§ YOUR GOAL:
Render only the lines of the material starting at the line that contains "# target: white flower" and ending at the line that contains "118 106 L 117" as a Markdown table with the columns No. and Line, numbering each row and leaving out blank lines.

-- Start of RECORD EXTRACTS --

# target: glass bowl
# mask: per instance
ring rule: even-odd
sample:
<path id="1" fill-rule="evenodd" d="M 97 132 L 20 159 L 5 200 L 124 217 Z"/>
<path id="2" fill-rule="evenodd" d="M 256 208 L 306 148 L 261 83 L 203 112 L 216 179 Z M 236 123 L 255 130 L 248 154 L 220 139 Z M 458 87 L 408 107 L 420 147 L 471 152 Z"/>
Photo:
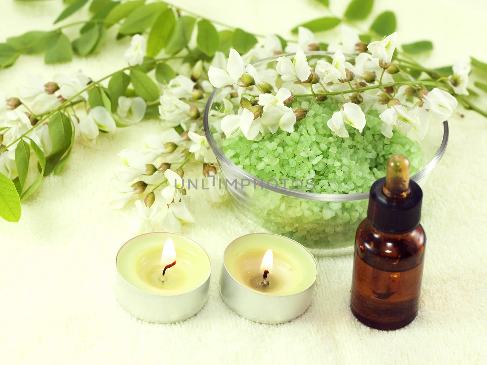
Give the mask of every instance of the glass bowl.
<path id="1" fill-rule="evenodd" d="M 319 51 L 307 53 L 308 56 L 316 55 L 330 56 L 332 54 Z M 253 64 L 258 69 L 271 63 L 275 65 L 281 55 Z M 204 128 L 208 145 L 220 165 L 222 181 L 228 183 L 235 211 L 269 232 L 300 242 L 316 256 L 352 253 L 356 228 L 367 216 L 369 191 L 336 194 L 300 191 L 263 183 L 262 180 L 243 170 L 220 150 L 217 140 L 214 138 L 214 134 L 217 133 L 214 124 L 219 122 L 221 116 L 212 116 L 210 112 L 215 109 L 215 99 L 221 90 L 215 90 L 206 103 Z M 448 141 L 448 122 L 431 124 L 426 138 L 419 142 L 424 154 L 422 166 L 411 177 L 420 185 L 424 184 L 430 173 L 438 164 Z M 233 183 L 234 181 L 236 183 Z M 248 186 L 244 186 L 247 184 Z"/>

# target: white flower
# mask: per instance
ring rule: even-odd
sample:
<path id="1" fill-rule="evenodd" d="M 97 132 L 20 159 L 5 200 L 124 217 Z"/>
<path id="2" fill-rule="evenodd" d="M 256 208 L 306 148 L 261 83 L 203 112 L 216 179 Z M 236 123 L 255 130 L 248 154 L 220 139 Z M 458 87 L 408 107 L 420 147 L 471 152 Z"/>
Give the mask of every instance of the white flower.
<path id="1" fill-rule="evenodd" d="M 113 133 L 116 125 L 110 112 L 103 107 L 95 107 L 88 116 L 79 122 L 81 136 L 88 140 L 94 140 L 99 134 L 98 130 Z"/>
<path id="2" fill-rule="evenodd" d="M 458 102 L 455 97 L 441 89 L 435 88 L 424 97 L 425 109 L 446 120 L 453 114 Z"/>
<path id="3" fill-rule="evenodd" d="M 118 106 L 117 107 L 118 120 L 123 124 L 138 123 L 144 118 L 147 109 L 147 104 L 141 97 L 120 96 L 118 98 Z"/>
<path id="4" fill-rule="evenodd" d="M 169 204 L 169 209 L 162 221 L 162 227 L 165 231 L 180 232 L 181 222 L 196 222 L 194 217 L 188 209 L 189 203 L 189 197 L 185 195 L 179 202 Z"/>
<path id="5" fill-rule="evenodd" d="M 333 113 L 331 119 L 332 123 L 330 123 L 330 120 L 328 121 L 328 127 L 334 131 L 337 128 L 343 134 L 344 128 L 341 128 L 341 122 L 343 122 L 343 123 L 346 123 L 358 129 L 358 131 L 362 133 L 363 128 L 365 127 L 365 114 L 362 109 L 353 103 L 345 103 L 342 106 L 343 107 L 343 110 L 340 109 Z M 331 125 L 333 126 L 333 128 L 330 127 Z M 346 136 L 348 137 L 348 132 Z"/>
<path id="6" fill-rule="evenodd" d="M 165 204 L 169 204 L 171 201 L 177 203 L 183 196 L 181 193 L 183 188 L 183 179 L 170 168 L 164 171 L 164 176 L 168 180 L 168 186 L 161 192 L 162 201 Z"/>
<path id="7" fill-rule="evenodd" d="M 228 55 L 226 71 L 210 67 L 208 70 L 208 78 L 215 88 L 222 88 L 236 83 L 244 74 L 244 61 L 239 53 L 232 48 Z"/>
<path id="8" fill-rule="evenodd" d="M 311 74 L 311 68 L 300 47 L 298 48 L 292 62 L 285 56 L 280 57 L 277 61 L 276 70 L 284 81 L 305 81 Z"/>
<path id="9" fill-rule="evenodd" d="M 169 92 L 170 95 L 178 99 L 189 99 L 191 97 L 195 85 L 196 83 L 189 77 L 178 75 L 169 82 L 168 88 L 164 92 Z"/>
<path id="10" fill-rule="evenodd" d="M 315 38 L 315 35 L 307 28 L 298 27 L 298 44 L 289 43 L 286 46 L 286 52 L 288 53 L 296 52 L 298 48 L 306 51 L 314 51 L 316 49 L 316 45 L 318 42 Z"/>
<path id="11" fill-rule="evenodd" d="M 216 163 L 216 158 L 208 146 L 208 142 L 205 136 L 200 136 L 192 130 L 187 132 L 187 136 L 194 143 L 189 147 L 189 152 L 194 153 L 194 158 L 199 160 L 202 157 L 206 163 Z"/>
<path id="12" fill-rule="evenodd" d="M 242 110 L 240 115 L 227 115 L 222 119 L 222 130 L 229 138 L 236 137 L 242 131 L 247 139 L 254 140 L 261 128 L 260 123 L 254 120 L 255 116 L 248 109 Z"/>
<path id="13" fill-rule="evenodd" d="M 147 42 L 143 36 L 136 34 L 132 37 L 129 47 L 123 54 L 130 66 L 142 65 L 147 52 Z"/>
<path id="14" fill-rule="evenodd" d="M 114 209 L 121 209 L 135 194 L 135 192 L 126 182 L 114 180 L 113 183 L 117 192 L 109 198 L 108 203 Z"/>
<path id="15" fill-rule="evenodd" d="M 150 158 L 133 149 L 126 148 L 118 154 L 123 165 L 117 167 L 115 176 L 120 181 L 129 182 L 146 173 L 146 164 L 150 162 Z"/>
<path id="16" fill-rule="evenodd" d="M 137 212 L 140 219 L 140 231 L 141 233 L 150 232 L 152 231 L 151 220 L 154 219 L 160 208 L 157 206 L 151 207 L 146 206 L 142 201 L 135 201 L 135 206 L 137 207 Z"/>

-- End of RECORD EXTRACTS --

§ ANSWER TO THIS TASK:
| No. | Line |
|---|---|
| 1 | # target: white flower |
| 2 | # mask: per instance |
| 3 | ring rule: even-odd |
| 4 | sample: |
| 5 | <path id="1" fill-rule="evenodd" d="M 97 132 L 20 159 L 5 200 L 124 217 Z"/> |
| 6 | <path id="2" fill-rule="evenodd" d="M 256 208 L 306 148 L 261 83 L 203 112 L 216 179 Z M 236 123 L 255 130 L 248 154 L 220 139 Z M 458 87 L 408 107 L 420 147 L 471 152 Z"/> |
| 7 | Give the mask of every instance of the white flower. |
| 8 | <path id="1" fill-rule="evenodd" d="M 113 133 L 116 125 L 110 112 L 103 107 L 95 107 L 88 116 L 79 122 L 81 136 L 88 140 L 94 140 L 99 134 L 98 130 Z"/> |
| 9 | <path id="2" fill-rule="evenodd" d="M 458 102 L 455 97 L 441 89 L 435 88 L 424 97 L 425 109 L 446 120 L 453 114 Z"/> |
| 10 | <path id="3" fill-rule="evenodd" d="M 118 106 L 117 107 L 118 120 L 123 124 L 138 123 L 144 118 L 147 109 L 147 104 L 141 97 L 120 96 L 118 98 Z"/> |